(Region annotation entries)
>>>>>
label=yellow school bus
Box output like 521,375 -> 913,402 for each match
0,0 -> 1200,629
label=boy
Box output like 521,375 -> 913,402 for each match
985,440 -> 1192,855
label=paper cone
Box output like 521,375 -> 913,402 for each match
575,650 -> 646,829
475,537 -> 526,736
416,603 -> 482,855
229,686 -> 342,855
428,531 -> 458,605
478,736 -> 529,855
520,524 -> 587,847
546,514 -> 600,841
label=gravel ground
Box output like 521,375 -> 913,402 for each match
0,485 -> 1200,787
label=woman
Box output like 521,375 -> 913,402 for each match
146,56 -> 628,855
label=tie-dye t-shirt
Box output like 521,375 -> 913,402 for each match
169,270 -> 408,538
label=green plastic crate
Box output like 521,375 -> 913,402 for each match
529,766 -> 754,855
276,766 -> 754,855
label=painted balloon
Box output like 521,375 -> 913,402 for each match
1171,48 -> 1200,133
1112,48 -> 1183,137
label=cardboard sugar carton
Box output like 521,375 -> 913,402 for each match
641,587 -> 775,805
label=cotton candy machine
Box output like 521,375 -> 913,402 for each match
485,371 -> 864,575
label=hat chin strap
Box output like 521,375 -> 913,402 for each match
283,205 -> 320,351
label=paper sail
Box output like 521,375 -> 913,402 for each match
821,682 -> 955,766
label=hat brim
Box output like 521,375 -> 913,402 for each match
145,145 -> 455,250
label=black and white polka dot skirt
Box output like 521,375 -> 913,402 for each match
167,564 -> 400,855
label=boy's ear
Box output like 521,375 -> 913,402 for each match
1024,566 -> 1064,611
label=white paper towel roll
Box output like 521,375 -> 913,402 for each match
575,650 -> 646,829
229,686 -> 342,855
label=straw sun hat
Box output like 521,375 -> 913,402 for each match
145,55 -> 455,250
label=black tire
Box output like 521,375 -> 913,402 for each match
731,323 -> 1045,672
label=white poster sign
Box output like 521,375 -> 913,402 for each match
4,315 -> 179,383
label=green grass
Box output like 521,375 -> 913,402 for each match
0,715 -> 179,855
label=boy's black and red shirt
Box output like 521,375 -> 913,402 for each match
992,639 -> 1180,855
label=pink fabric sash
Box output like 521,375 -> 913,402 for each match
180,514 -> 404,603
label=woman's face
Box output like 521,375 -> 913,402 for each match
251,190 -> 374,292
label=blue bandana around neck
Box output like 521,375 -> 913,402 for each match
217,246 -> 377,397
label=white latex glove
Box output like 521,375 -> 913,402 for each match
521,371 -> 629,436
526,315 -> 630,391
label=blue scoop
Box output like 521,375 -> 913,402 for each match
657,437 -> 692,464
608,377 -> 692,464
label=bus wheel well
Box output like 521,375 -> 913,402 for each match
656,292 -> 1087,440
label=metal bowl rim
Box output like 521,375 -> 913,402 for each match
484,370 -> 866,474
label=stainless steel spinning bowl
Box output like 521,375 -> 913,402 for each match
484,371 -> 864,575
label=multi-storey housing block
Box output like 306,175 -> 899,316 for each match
<<<<<
(Instructions to follow):
Convert all of the data above into a numbered list with one line per item, leaving out any blank lines.

(Final result):
1. label=yellow school bus
2. Box output like 521,375 -> 913,402 for each match
3. 0,0 -> 1200,629
4. label=boy
5. Box output like 521,375 -> 913,402 for each match
6. 985,440 -> 1192,855
7. label=paper cone
8. Box output like 521,375 -> 913,402 for each match
9. 575,650 -> 646,829
10. 475,537 -> 526,736
11. 416,603 -> 482,855
12. 229,686 -> 342,855
13. 428,531 -> 458,605
14. 478,736 -> 529,855
15. 520,524 -> 587,847
16. 546,514 -> 600,841
17. label=gravel ground
18. Box output like 521,375 -> 913,402 for each match
19. 0,485 -> 1200,787
20. label=woman
21. Box output like 521,375 -> 913,402 for each match
22. 146,56 -> 628,855
23. label=tie-dye t-shirt
24. Box output like 521,375 -> 913,402 for each match
25. 169,270 -> 408,538
26. label=green plastic crate
27. Box output like 521,375 -> 913,402 for each match
28. 529,766 -> 754,855
29. 276,766 -> 754,855
30. label=painted balloon
31. Box output like 521,375 -> 913,402 for each match
32. 1171,48 -> 1200,133
33. 1112,48 -> 1183,137
34. label=cardboard sugar carton
35. Box output like 521,375 -> 913,402 for each match
36. 641,587 -> 775,805
37. label=cotton candy machine
38. Box output like 521,375 -> 913,402 for each match
39. 485,371 -> 864,575
40. label=hat chin strap
41. Box output like 521,375 -> 913,402 for each match
42. 283,205 -> 320,351
43. label=paper sail
44. Box output like 521,375 -> 913,402 for each match
45. 821,682 -> 955,766
46. label=hat brim
47. Box output like 521,375 -> 913,402 for each match
48. 145,145 -> 455,250
49. label=black and white polka dot skirt
50. Box output like 521,375 -> 913,402 for each match
51. 167,564 -> 400,855
52. label=boy's ear
53. Box output like 521,375 -> 913,402 for each match
54. 1024,566 -> 1064,611
55. label=white paper towel roll
56. Box output like 521,375 -> 913,402 for each match
57. 575,650 -> 646,829
58. 229,686 -> 342,855
59. label=straw sun hat
60. Box output like 521,375 -> 913,402 for each match
61. 145,55 -> 455,250
62. label=black tire
63. Box output like 521,375 -> 913,402 for each match
64. 731,323 -> 1045,672
65. label=white poster sign
66. Box output like 521,375 -> 913,402 for each match
67. 4,315 -> 179,383
68. label=green grass
69. Box output like 521,375 -> 913,402 for each match
70. 0,715 -> 179,855
71. label=boy's black and red shirt
72. Box output like 521,375 -> 913,402 for each match
73. 992,639 -> 1180,855
74. label=pink fabric sash
75. Box output like 521,375 -> 913,402 for each match
76. 180,514 -> 404,603
77. label=woman's face
78. Box output like 521,375 -> 913,402 for each match
79. 251,190 -> 374,292
80. label=blue bandana around neck
81. Box output like 521,375 -> 913,402 for each match
82. 217,246 -> 377,397
83. label=white latex glove
84. Box output like 521,375 -> 913,402 for each match
85. 521,371 -> 629,436
86. 526,315 -> 630,391
87. label=blue scoop
88. Box output like 521,375 -> 913,402 for each match
89. 657,437 -> 692,464
90. 608,377 -> 692,464
91. label=bus wheel well
92. Box output like 521,375 -> 913,402 for each match
93. 656,292 -> 1087,440
94. label=metal bowl rim
95. Box output like 521,375 -> 913,402 for each match
96. 484,370 -> 866,474
97. label=stainless steel spinning bowl
98. Box output like 521,375 -> 913,402 for each match
99. 484,371 -> 864,575
100. label=multi-storey housing block
101. Box output like 306,175 -> 899,316 for each match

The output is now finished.